(Things to do):
1) According to the Firecracker guide, what does macOS use for virtualization in place of KVM?
2) Pick out every line in the rows that contains the word "wooden" and copy each one. Matches must have the same letter case.

### Source extract ###

How to run Firecracker on a Mac (Apple Silicon)

Firecracker is a Linux Virtual Machine Monitor that talks directly to KVM, the Linux kernel's hardware-virtualization interface. macOS has no KVM — it virtualizes through Apple's Hypervisor.framework instead — so Firecracker cannot run natively on a Mac, Apple Silicon or otherwise. The working answer is to run a thin Linux VM on the Mac with nested virtualization enabled, and run Firecracker inside that. On an M1/M2/M3, Apple's Virtualization.framework (exposed by Lima as the `vz` VM type) supports nested virtualization, which lets the guest Linux kernel expose `/dev/kvm` to Firecracker. This is exactly how we develop PandaStack on Macs, and the steps below are distilled from the script we actually use.

Why Firecracker can't run natively on macOS

Firecracker opens `/dev/kvm` and issues KVM ioctls to create vCPUs and memory slots. That device only exists on Linux. There's no port of Firecracker to Hypervisor.framework, and there shouldn't be — Firecracker's whole design is built around the KVM API. So the question isn't "how do I make Firecracker use Apple's hypervisor," it's "how do I get a Linux kernel with KVM running on my Mac." Nested virtualization is what makes that practical: the outer VM (Linux, on Apple VZ) is itself allowed to run an inner VM (your Firecracker microVM).

### Records ###

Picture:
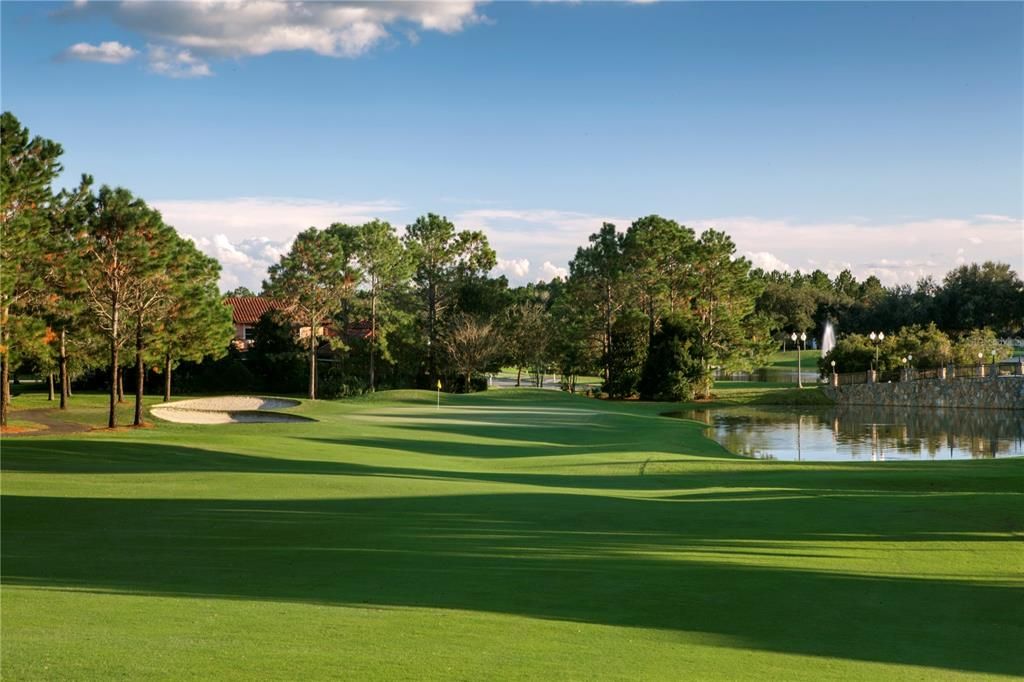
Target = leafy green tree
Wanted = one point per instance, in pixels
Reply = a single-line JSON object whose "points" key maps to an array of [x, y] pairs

###
### Records ###

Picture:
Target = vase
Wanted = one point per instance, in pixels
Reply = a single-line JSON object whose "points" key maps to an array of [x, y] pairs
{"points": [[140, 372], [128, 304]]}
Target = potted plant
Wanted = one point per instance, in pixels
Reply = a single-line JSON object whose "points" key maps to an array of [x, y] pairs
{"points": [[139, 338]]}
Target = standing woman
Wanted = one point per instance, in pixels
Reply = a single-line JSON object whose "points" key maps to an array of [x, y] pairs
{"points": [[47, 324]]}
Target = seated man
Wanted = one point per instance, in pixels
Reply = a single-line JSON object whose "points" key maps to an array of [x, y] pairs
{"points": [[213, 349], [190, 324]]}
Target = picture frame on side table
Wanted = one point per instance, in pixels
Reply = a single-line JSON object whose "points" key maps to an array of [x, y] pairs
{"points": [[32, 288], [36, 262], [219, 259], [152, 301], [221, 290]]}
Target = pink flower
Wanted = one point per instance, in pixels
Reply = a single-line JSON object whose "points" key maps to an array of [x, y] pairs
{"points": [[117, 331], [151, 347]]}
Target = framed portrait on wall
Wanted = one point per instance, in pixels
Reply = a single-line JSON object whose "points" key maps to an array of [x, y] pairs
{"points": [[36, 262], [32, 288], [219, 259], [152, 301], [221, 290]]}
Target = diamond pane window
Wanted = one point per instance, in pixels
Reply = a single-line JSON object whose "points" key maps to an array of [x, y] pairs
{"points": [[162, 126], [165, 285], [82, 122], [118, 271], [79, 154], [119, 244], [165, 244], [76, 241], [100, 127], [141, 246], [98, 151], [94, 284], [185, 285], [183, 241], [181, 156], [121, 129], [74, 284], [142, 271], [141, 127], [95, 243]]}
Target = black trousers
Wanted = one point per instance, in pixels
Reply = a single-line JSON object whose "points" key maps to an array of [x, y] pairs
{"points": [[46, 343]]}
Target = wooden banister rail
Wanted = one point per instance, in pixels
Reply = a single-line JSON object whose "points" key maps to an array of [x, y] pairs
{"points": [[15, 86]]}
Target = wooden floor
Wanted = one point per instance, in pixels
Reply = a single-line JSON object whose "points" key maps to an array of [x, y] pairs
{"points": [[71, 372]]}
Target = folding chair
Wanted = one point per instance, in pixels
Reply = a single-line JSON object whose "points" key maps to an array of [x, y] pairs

###

(Results of the exercise):
1) Apple's Hypervisor.framework.

2)
Target = wooden banister rail
Target = wooden floor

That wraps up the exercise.